# Goal
Pull out each line of the listing that contains the word "every". Treat uppercase and lowercase letters as different.

++++++++

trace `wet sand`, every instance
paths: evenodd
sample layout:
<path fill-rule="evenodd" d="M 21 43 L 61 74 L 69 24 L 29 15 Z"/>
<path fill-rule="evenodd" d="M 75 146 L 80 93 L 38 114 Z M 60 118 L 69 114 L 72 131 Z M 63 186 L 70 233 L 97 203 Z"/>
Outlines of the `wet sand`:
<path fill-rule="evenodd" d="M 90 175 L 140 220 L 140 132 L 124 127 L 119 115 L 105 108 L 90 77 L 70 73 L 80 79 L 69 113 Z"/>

++++++++

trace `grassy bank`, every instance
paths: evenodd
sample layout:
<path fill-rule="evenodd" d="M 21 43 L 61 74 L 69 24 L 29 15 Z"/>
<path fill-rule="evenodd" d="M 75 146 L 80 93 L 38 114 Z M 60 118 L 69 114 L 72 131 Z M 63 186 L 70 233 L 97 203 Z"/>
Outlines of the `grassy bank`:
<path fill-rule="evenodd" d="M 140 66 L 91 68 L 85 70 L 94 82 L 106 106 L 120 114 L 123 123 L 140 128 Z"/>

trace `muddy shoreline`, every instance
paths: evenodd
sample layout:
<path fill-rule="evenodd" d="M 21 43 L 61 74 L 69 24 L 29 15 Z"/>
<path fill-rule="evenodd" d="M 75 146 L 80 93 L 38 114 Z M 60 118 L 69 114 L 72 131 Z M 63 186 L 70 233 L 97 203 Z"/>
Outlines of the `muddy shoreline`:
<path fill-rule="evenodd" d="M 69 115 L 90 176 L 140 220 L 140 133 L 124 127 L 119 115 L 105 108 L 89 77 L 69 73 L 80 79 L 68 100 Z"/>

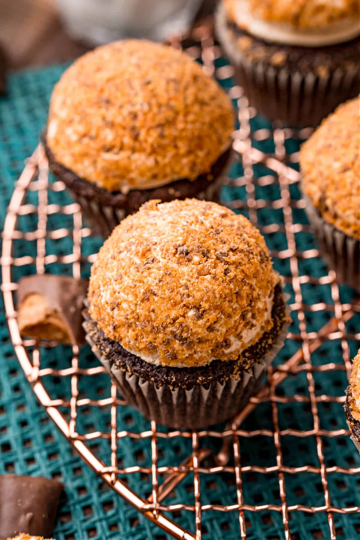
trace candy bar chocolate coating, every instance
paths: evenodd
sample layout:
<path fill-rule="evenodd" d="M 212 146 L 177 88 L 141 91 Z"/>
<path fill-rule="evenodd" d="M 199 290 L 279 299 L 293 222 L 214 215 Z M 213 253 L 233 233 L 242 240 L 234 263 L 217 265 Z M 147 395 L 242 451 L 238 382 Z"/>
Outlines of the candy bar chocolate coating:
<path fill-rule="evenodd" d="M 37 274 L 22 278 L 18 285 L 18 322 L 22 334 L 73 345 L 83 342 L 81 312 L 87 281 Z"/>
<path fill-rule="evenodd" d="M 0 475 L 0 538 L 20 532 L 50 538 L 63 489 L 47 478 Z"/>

++++++++

# Task solution
trace `wet sand`, every instance
trace `grassy bank`, every instance
trace `muddy shoreline`, every instance
trace candy bar chocolate coating, every instance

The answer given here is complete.